> [PROBLEM DESCRIPTION] Report how many lines in the listing below contain the string "mane", with case counting, and give only the number.

> [Excerpts from a location annotation dataset]
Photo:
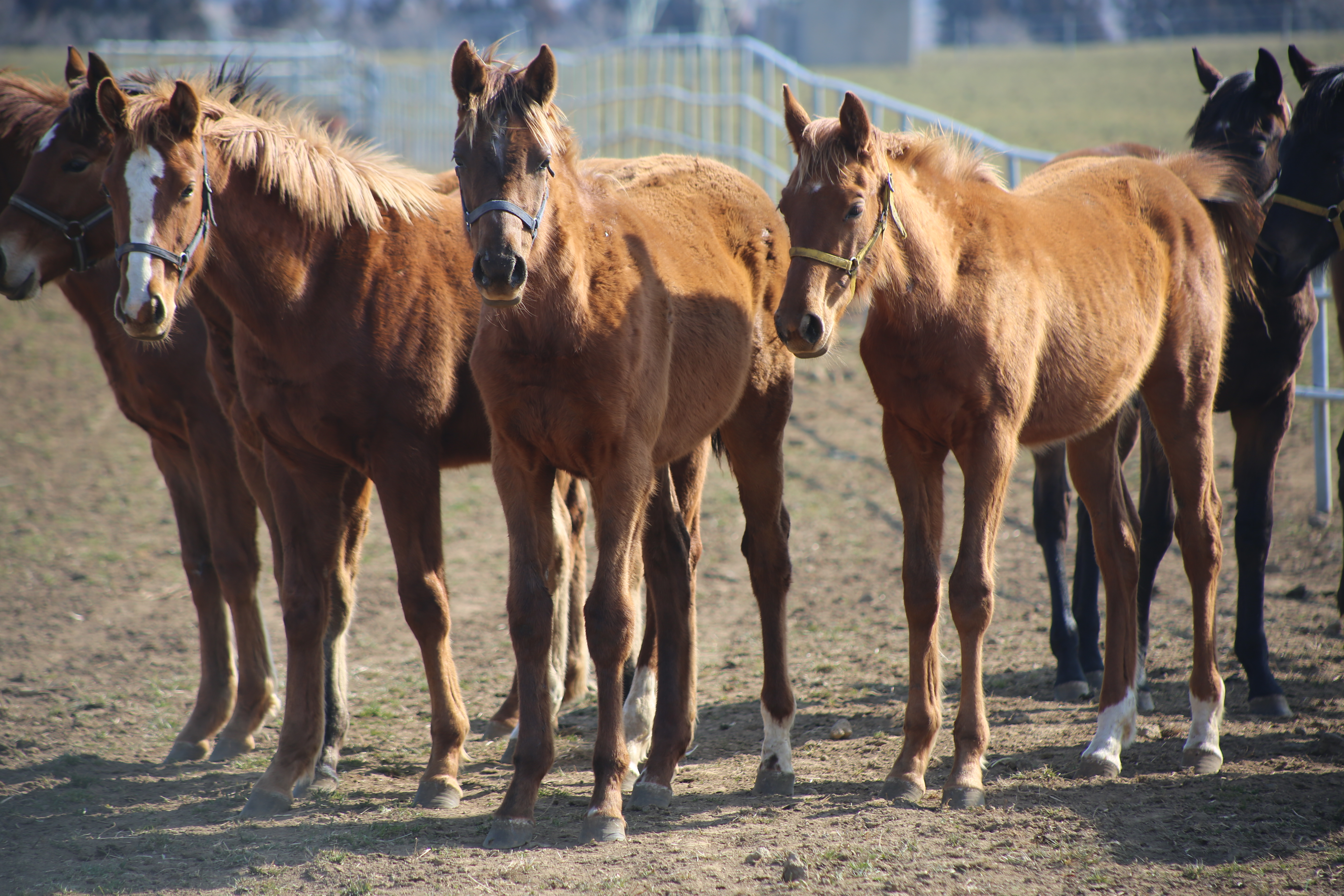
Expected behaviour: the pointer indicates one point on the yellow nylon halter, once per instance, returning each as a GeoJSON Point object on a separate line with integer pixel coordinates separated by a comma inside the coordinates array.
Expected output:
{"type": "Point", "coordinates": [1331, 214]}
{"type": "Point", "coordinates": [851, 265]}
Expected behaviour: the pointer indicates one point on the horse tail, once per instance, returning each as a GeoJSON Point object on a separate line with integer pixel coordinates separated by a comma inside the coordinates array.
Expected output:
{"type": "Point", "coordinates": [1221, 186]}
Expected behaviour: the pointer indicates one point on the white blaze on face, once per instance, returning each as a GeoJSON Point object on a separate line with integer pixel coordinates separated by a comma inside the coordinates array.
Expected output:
--
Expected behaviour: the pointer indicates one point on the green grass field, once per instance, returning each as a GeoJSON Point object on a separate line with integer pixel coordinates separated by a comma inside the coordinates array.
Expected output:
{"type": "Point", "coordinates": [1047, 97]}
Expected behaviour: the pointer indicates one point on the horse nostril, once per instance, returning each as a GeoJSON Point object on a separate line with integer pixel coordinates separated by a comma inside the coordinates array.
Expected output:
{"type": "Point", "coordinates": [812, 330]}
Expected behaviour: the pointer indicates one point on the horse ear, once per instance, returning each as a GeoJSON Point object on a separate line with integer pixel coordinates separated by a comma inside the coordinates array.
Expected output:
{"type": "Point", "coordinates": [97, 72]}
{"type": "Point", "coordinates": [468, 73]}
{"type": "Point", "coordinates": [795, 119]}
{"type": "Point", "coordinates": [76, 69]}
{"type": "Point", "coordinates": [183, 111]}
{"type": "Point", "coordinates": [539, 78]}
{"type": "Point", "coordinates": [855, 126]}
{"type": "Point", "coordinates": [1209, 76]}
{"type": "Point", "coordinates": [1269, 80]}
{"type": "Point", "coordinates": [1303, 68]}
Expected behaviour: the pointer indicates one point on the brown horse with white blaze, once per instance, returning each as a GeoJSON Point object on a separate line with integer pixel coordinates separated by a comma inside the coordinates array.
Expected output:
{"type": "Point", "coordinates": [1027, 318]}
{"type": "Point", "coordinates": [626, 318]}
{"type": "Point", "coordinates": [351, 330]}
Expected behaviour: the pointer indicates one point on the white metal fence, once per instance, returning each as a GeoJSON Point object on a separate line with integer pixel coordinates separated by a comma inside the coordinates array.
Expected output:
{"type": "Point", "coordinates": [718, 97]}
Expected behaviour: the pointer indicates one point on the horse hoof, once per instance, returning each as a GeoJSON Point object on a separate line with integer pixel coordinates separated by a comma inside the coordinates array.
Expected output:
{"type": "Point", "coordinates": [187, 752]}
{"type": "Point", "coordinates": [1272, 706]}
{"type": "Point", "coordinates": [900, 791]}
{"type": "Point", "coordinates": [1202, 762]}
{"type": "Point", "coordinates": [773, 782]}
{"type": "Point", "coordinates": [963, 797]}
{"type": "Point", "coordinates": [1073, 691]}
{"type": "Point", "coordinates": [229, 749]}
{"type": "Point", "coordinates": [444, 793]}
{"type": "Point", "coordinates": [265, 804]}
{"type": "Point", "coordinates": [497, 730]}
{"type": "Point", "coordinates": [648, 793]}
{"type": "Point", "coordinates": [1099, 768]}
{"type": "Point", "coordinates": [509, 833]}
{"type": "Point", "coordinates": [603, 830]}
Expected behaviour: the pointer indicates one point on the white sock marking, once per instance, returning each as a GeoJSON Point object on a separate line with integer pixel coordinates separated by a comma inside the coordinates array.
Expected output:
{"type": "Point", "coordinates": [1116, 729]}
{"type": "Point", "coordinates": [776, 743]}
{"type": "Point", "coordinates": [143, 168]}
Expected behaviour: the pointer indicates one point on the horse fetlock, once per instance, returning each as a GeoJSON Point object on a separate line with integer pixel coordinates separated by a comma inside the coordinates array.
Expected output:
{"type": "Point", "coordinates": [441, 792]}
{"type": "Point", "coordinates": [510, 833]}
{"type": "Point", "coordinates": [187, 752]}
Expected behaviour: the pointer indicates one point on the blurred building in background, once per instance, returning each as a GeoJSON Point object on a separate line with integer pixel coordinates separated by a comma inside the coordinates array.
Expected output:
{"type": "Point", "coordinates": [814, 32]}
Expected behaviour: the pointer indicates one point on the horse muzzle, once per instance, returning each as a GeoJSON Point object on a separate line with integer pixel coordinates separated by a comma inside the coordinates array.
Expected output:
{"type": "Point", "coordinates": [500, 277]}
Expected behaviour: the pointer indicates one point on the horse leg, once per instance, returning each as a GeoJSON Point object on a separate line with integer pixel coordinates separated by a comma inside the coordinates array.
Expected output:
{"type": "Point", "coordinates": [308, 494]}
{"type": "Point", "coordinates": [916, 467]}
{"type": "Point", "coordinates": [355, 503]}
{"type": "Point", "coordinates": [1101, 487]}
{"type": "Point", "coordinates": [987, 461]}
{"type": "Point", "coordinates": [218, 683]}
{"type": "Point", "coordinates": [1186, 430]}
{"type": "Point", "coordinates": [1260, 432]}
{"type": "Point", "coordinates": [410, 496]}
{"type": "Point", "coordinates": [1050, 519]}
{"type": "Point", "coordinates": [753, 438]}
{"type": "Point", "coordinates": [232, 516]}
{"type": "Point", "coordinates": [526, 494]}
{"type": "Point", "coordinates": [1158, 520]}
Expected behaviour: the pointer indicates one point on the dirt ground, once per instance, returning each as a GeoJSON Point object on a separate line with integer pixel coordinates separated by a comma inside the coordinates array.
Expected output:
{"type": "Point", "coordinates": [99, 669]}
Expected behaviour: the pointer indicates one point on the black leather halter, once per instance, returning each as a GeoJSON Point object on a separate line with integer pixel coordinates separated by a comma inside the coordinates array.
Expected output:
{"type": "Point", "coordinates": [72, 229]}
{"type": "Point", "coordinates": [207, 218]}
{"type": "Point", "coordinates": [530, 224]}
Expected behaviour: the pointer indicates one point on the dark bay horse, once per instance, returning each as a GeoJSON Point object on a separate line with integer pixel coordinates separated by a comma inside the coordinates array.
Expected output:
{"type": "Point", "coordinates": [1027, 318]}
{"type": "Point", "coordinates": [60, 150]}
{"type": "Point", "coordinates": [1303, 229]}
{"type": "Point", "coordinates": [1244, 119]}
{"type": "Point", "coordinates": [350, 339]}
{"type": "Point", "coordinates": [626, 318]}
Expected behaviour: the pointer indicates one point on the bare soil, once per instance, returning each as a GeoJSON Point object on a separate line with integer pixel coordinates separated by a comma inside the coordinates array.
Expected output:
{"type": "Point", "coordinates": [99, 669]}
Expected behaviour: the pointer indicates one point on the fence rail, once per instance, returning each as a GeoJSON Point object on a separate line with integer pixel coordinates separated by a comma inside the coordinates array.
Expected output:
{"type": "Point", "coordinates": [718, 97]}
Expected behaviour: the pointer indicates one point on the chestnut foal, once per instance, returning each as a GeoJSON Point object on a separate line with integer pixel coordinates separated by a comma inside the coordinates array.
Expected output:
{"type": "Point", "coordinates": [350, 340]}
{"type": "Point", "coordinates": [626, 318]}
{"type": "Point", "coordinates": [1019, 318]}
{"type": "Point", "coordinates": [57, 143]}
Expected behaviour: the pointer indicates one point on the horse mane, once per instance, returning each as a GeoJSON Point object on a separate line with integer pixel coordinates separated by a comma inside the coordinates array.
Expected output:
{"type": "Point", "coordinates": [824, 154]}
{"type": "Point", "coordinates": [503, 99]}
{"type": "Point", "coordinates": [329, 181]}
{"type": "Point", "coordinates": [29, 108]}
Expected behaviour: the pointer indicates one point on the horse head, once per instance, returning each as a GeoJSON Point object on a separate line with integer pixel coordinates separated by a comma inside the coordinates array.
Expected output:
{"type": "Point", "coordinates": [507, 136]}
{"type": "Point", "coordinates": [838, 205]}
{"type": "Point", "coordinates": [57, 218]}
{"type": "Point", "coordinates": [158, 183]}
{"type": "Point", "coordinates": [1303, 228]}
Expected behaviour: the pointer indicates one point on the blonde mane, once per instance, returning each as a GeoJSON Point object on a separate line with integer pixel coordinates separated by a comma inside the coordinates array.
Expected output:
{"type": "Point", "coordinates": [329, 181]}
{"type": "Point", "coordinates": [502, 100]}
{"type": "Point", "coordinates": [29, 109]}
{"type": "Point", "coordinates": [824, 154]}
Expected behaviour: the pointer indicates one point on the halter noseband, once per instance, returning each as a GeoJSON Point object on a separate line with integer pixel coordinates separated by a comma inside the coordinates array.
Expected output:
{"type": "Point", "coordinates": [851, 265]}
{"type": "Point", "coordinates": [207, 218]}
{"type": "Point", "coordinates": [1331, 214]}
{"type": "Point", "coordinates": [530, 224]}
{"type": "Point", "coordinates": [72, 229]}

> [RESPONSE] 2